** Start **
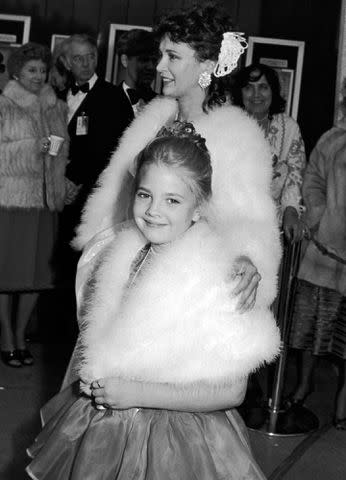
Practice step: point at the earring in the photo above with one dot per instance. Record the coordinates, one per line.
(204, 80)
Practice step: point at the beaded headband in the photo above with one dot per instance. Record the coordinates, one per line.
(232, 46)
(186, 130)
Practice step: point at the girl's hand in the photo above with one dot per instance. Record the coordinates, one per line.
(293, 227)
(113, 393)
(246, 288)
(44, 144)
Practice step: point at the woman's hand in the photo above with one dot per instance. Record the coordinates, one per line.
(293, 227)
(246, 288)
(113, 393)
(44, 144)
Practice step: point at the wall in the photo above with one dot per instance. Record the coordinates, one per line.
(306, 20)
(317, 25)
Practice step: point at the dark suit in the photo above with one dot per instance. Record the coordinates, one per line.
(109, 113)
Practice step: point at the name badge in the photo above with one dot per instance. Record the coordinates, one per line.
(82, 125)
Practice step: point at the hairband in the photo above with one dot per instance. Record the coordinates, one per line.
(232, 46)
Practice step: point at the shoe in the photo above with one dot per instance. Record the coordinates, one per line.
(10, 358)
(339, 423)
(24, 356)
(291, 402)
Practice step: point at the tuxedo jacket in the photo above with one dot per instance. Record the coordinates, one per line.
(109, 113)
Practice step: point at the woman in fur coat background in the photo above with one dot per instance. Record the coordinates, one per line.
(32, 191)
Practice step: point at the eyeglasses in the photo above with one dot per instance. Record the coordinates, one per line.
(80, 59)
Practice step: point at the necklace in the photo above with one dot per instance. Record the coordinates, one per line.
(264, 124)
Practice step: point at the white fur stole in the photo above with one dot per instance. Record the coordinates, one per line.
(177, 323)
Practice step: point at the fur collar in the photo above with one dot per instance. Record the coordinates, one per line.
(239, 152)
(22, 97)
(177, 313)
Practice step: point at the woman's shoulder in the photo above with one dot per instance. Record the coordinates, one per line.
(231, 122)
(332, 139)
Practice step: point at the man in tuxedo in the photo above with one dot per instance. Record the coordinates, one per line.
(98, 114)
(138, 53)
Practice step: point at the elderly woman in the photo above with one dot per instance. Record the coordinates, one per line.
(32, 192)
(256, 88)
(319, 316)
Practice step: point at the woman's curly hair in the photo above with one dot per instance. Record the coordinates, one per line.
(22, 55)
(252, 73)
(202, 28)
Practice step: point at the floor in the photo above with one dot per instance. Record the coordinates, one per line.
(320, 455)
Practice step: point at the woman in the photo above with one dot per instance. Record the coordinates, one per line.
(319, 316)
(192, 43)
(159, 292)
(32, 191)
(256, 88)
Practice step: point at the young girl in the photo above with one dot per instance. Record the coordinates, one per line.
(163, 351)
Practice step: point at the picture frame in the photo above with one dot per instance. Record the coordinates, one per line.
(114, 70)
(56, 40)
(286, 57)
(14, 29)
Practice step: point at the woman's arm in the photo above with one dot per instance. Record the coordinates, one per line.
(119, 393)
(248, 278)
(291, 193)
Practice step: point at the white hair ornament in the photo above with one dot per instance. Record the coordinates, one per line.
(232, 46)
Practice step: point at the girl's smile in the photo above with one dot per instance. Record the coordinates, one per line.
(165, 205)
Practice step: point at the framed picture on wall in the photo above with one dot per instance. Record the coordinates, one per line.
(286, 57)
(14, 29)
(56, 40)
(114, 70)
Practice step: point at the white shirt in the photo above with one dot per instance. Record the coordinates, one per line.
(136, 107)
(73, 101)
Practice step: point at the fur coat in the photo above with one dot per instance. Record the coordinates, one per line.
(177, 321)
(29, 178)
(241, 220)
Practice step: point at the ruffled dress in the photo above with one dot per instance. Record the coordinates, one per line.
(80, 442)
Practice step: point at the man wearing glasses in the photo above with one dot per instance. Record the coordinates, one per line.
(97, 116)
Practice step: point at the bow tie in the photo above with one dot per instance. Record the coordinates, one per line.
(134, 95)
(79, 88)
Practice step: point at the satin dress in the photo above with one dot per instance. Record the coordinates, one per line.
(80, 442)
** End **
• **Directive**:
Are you able to set down all the lines above exactly, without any pictures?

• **Solution to this problem**:
Practice step: point at the earring in the photo above with one dot per instance. Record the coordinates, one per line.
(204, 80)
Practice step: point at the beaded headband in the photo above with one dot per instance. Record the coordinates, one per line.
(232, 46)
(186, 130)
Practice step: point at the girl's hand in the photo above with one dot per instance. Record the coordinates, one per line.
(293, 227)
(113, 393)
(246, 288)
(44, 144)
Practice step: point at the woman's hand in the photo above with one dot per instance. Record the coordinates, one per line.
(293, 227)
(246, 288)
(113, 393)
(44, 144)
Practice step: point at the wall in the photo above with one dot per instance. Record the coordinates, one per line.
(306, 20)
(317, 25)
Practice step: point at the dark suit in the photo above with one dot per instance. Record the coordinates, one per line.
(109, 113)
Practice step: point at the name badge in the photo above with one dot per instance. Record the coordinates, one per line.
(82, 125)
Practice step: point at the hairband in the photo above with one dot per instance. Record the coordinates, one per line.
(232, 46)
Practice step: point at the shoe in the photo above with one dot per instance. Record the coordinates, one per line.
(10, 358)
(339, 423)
(24, 356)
(291, 402)
Practice step: point at the tuxedo jacket in the photo above with one dot per instance. Record the coordinates, one per line.
(109, 113)
Practice step: point at the woman in fur coat background in the photo above with one dot per instance. Record the coordinates, one per line.
(32, 191)
Practice step: point at the eyeglasses in the photo above with one dot per instance. Record the coordinates, one per line.
(80, 59)
Practice step: point at the necklace in the photo above with one dot per instance. Record the coordinates, one per line.
(264, 124)
Practice step: point at the white fur stole in the photo above with one dot per instance. Record the coordinates, one per line.
(177, 323)
Practice step: point at the fur collar in the photo above with one dot per instance. Record the coordinates, one per line.
(239, 152)
(22, 97)
(177, 313)
Practice step: point at the woman's shoulder in the photo above with one dot per instance. Record the coordinates, one per line.
(231, 122)
(332, 139)
Practice step: point at the man in tuxedo in the photo above with one dot per instance. Record the coordinates, one per line.
(98, 114)
(138, 53)
Practice step: point at the elderly woman in the photo above with one dot per instance. Record the coordinates, one per line.
(32, 192)
(256, 88)
(319, 316)
Practice step: point at the woman's curly hair in the photo above with one dot per instance. Record the coordinates, one per line.
(22, 55)
(252, 73)
(202, 28)
Practice step: point at the floor in the photo above with one dot per instance. Record the coordinates, one per line.
(320, 455)
Practice step: point at the woman in the photo above with one dot per instance. Record the coordinates, one per line.
(319, 316)
(192, 43)
(159, 292)
(32, 191)
(256, 88)
Practice step: point at the young girl in the photo above with one dot per instance. Record the coordinates, one per line.
(163, 351)
Practice step: point at the picture frame in the photo above with one dot per instance. Record the coordinates, one per line.
(114, 70)
(56, 40)
(286, 57)
(14, 29)
Practice step: point at the woman's arm in the photo above with one dot per instance. Record the coordinates, one per line.
(119, 393)
(248, 278)
(291, 193)
Practice step: point at the white hair ornament in the photo above with one dot per instance. Record the coordinates, one per line.
(232, 46)
Practice step: point at the girl's smile in the photo above with one dot per instance. Record the coordinates, one per line.
(165, 205)
Practice step: point at the framed picture on wall in the photo above with one dot per instance. Record the coordinates, one per line.
(286, 57)
(14, 29)
(56, 40)
(114, 70)
Practice step: point at the white shirt in the photo above with one dot per instance. Record the coordinates, one per line.
(136, 107)
(73, 101)
Practice step: point at the fur coat in the photo above with one dot per instance. Record the coordinates, one per line.
(177, 321)
(29, 178)
(241, 220)
Practice step: point at the ruffled dress in the photo above with one dot per instance. Record the coordinates, one per line.
(80, 442)
Practice step: point at the man wearing glasses in the photo above with one dot per instance. Record the coordinates, one per line.
(97, 116)
Practice step: point at the bow tie in the photo above with one dot per instance. Record the coordinates, one per line.
(134, 95)
(79, 88)
Practice step: point at the satin dress in the photo above with one dot per instance. Record the coordinates, one per line.
(80, 442)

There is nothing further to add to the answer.